== Excerpt ==
****************

Metrosexuality is another ailment. Best not to laugh at men watching the game in their sarong. Let them have their private moments. If they want to be in their jammies with their teddy bear to hold while they’re watching the game, that’s okay.

Remember, don’t be judgmental. DON’T CALL A DOCTOR. JUST WAIT IT OUT.

Also, don't go down one knee and do your Tim Tebow imitation. It may be funny; but it may not. Men are conflicted about Tim Tebow.  He makes them nervous and upset.  Advice: Advil. 

In more upscale circles, pretense is always important and so might focus on the women around you rather than the men. And so you might ask, ‘who would you rather go lingerie shopping with, Sheryl Sandberg or Christina Lagarde?’  

Here’s a question a lot of middle aged women want to ask, “Do players who wear long dreadlocks suffer more injuries from having their hair yanked out during games?” 

The answer is, yes they do. Here are some anecdotes you can tell, 

Buffalo Bills offensive lineman Ed Wang, who recently trimmed his waist-length hair to the middle of his back, said his hair would get pulled “on every play” when it was longer — and that was in practice, by his own teammates…. After Cleveland Browns Pro Bowl kick returner Joshua Cribbs was pulled down by his hair, possibly saving a touchdown, Cribbs now trims his hair so opponents can’t get a good grip on it…. “After the game, I‘m walking off the field and I’ll look down at the ground and see a piece of my hair,” said Johnson, the 2009 Associated Press NFL Offensive Player of the Year. “It’s like, ‘Hey, when did that come out?’”

****************

== Instruction A ==
How many lines of the listing below contain the word "whole"? Give only the number.
The listing below has no connection to the text above.

== Record extracts ==
****************

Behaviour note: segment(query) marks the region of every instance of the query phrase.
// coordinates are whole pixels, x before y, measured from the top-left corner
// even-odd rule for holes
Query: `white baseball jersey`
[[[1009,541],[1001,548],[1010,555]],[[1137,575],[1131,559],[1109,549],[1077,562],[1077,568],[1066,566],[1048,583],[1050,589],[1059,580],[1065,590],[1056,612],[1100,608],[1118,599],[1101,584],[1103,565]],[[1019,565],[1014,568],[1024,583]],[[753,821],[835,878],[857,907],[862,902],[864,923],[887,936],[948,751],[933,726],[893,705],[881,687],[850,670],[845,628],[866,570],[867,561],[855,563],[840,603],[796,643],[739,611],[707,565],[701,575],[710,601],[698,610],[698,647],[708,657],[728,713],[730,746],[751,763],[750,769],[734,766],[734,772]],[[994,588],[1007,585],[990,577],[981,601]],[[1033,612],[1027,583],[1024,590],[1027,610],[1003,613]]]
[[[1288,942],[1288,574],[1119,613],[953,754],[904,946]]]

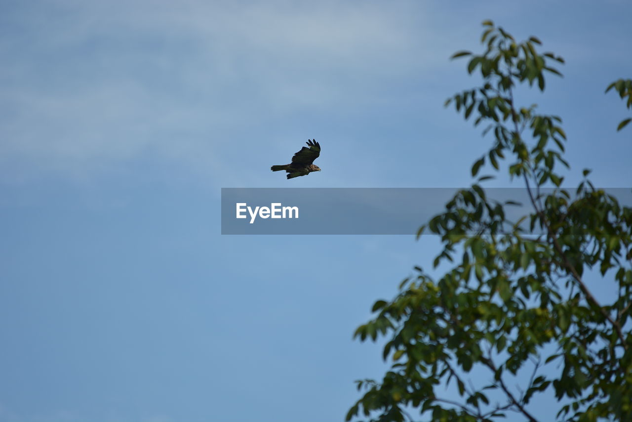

****************

== Instruction B ==
In the excerpt about watching football, how far did Ed Wang trim his waist-length hair?

== Full solution A ==
1

== Full solution B ==
To the middle of his back.